» Required task:
Return these lines word for word.

═══ Data shown ═══

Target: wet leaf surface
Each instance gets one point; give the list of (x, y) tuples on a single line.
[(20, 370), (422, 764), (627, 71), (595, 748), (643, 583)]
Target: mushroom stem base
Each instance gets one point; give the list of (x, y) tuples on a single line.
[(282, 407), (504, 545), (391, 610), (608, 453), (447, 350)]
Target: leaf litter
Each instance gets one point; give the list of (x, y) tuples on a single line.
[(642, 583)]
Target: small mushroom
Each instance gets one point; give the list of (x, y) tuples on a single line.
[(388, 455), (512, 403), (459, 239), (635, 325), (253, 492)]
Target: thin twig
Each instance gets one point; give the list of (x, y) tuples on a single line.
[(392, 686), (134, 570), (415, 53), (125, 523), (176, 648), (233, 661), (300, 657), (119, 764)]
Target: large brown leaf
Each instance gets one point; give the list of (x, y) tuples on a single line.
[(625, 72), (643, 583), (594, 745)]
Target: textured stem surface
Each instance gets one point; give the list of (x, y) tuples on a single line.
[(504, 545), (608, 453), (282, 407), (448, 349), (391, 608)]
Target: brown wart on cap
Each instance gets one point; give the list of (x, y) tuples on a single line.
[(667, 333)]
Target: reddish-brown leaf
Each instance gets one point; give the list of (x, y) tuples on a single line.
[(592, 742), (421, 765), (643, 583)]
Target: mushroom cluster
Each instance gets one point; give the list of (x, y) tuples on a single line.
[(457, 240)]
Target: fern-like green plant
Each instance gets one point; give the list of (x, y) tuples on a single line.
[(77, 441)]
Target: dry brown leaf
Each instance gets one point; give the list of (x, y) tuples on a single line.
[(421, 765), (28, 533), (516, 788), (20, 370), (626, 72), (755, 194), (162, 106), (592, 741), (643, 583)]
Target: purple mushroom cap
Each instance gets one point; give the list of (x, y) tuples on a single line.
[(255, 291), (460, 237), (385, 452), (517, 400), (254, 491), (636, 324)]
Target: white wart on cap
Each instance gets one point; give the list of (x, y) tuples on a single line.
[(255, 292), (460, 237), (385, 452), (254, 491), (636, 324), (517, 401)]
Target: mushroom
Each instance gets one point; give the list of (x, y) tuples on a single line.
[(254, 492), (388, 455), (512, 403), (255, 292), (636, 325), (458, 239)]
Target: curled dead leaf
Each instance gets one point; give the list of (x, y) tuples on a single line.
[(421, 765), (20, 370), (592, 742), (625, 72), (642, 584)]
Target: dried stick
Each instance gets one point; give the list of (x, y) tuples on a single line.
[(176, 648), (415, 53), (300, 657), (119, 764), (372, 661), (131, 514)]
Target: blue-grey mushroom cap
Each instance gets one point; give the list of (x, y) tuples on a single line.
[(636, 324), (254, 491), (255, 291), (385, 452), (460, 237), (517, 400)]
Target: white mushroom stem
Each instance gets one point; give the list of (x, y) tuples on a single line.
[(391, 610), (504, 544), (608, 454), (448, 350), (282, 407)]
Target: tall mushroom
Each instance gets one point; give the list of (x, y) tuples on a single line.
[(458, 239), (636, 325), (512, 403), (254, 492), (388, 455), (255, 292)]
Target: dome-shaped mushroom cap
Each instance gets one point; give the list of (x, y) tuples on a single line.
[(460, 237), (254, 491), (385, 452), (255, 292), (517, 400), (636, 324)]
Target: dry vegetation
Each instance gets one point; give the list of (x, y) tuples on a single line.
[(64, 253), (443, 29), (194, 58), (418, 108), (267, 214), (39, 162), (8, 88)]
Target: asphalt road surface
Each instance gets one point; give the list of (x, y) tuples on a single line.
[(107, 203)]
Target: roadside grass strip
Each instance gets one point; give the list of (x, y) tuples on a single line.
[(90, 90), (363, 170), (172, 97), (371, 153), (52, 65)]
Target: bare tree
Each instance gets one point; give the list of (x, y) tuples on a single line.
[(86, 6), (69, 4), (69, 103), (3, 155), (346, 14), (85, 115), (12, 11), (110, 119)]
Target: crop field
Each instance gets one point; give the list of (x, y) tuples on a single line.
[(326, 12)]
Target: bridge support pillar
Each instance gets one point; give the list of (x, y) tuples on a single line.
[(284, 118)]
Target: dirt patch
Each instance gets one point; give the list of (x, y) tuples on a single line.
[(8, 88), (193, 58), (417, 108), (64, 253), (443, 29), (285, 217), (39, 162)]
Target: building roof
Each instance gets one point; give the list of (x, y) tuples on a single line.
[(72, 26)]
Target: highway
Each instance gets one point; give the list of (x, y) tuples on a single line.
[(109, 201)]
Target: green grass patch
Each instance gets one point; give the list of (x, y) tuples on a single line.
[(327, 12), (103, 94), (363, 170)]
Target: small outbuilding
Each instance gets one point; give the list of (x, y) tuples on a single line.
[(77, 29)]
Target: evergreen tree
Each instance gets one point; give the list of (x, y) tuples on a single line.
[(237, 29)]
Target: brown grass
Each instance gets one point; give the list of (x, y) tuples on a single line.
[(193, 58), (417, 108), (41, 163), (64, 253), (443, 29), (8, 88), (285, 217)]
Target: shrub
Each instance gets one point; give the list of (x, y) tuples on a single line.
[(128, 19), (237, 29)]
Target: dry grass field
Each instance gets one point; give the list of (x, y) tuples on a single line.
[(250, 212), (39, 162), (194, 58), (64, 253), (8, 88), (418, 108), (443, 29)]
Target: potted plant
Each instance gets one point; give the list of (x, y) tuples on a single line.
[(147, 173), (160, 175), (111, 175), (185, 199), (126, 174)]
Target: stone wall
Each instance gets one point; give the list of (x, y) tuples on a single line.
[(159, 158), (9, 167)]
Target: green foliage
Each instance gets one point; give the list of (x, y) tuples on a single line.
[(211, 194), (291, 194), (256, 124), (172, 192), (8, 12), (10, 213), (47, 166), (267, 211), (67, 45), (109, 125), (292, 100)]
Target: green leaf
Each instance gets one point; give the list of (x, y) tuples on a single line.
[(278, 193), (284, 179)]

═══

» Correct response:
Target: wet leaf surface
Each instance gets one point; give the list of (x, y) tuples on a single line.
[(20, 370), (422, 764), (627, 71), (595, 748), (643, 583)]
Target: mushroom stem base
Each instance gets one point; give the list of (x, y) tuples on a single line.
[(282, 407), (504, 545), (391, 610), (608, 453), (447, 350)]
Target: leaf litter
Each instance gets one point; give the list of (x, y) tuples on a single line.
[(642, 583)]
Target: small mushroom
Each instance gets one point; give the list of (x, y) tuples on a single line.
[(388, 455), (512, 403), (459, 239), (635, 325), (253, 492)]
Target: thin twig
Each instance gets one point; give the list of (x, y) tuples on a single line.
[(392, 686), (134, 570), (415, 53), (125, 523), (176, 648), (233, 661), (300, 657), (119, 764)]
Target: large brown leaf
Each instance gets one point; give the list of (x, y) tuples on a single line.
[(625, 72), (643, 583), (594, 745)]
Target: textured stem surface
Each instance gets one point; give the list of (x, y) tuples on a single line.
[(504, 545), (608, 453), (282, 407), (448, 349), (391, 608)]
Target: brown wart on cap
Each instance gets one point; give the list of (x, y) tuples on a single line.
[(667, 333)]
Target: reddish-brown leaf
Each instance gets one point; give the list of (x, y) tuples on a single line.
[(592, 742), (421, 765), (643, 583)]
Target: mushroom cluster
Each instance gets one point; give the list of (x, y) tuples on a single line.
[(457, 240)]
Target: fern-like green plant
Each instance gets one point; give the list of (x, y) tuples on a single line.
[(77, 441)]
Target: dry brown leaf
Each instance gets one point; give the list of (x, y) tuples on a single line.
[(421, 765), (28, 533), (516, 788), (20, 370), (626, 72), (755, 194), (162, 106), (592, 741), (643, 583)]
Target: purple mushroom cap
Each instance gets one point; give the list of (x, y) tuples on a single line.
[(255, 291), (460, 237), (385, 452), (517, 400), (254, 491), (636, 324)]
Target: white wart on cap
Each instance gets one point; give the list of (x, y) tuples on a single line.
[(255, 292), (460, 237), (385, 452), (254, 491), (636, 324), (517, 401)]
Target: mushroom
Each instance gets one point; give the list of (x, y) tuples on a single line.
[(254, 492), (388, 455), (512, 403), (255, 292), (636, 325), (458, 239)]
Target: curled dead leaf
Each instance gets one point; give the list of (x, y) tuples on a single line.
[(421, 765), (20, 370), (592, 742), (625, 72), (642, 584)]
Target: dried stick
Each instance gets one point; give the list of (x, y) tuples on a single line.
[(176, 648), (415, 53), (300, 657), (119, 764), (372, 661), (131, 514)]
Target: blue-grey mushroom cap
Each instance gets one point; give the list of (x, y) tuples on a single line.
[(636, 324), (254, 491), (255, 291), (385, 452), (460, 237), (517, 400)]
Target: white mushroom stem
Each instance gets one point; give the list of (x, y) tuples on a single line.
[(391, 610), (504, 544), (608, 454), (448, 350), (282, 407)]
Target: tall mushroom
Each instance gets one point; give the list of (x, y) tuples on a single line.
[(458, 239), (636, 325), (512, 403), (254, 492), (388, 455), (255, 292)]
Target: dome-shaped mushroom cap
Each instance gets one point; give the list of (x, y) tuples on a single line.
[(460, 237), (254, 491), (385, 452), (255, 292), (517, 400), (636, 324)]
Target: dry vegetation
Each instance gets one point; give the list of (x, y) tuples on a single line.
[(64, 253), (443, 29), (194, 58), (418, 108), (267, 214), (39, 162), (8, 88)]
Target: asphalt road surface
Each instance gets one point; give the list of (x, y) tuples on a single line.
[(107, 203)]
Target: roadside grass strip
Each instance gets one point; give the list of (x, y) tuples on a single line.
[(90, 90), (363, 170), (172, 97), (371, 153), (52, 65)]
Target: bare tree
Each instance gets one point; give the list of (x, y) tuples on a single line.
[(86, 6), (69, 4), (69, 103), (3, 155), (346, 14), (85, 115), (12, 11), (110, 119)]
Target: crop field
Each instance gets one point; give the list of (x, y) tuples on a single line.
[(326, 12)]
Target: bridge support pillar
Each instance gets one point; give the list of (x, y) tuples on a single line.
[(284, 118)]
Target: dirt patch
Each instance gets one point; give the list of (x, y) tuples on a single line.
[(8, 88), (193, 58), (417, 108), (64, 253), (443, 29), (285, 217), (39, 162)]
Target: building roof
Each instance gets one point; give the list of (x, y) tuples on a single line.
[(72, 26)]
Target: highway
Each instance gets one point; give the list of (x, y) tuples on a single line.
[(109, 201)]
Target: green grass patch
Each instance gets one point; give the list of (x, y) tuples on a single line.
[(327, 12), (103, 94), (363, 170)]
Target: small outbuilding
Each instance gets one point; give the list of (x, y) tuples on a single line.
[(77, 29)]
Target: evergreen tree
Each instance gets one point; give the list of (x, y) tuples on a single line.
[(237, 29)]
Target: brown grass
Each instance gets one point; give the list of (x, y) tuples on a single line.
[(193, 58), (417, 108), (41, 163), (64, 253), (443, 29), (8, 88), (285, 217)]
Target: shrub
Each instance gets one point; give the list of (x, y) tuples on a single line.
[(128, 19), (237, 29)]
Target: dry grass field
Each instance gets one point; give the list of (x, y) tuples on a single line.
[(250, 212), (39, 162), (194, 58), (64, 253), (8, 88), (418, 108), (443, 29)]
Target: potted plant
Each instance gets one point; give the list of (x, y) tuples on a single line.
[(147, 173), (160, 175), (111, 175), (185, 199), (126, 174)]
Target: stone wall
Each instance gets one point; give the list of (x, y) tuples on a single line.
[(159, 158), (9, 167)]
Target: green foliage
Each instance gets one point; give the list of (x, y) tuples on a single line.
[(211, 194), (291, 194), (256, 124), (172, 192), (8, 12), (10, 213), (47, 166), (267, 211), (67, 45), (109, 125), (292, 100)]
Target: green leaf
Each instance gets one point; give the list of (x, y) tuples on a single line.
[(278, 193), (284, 179)]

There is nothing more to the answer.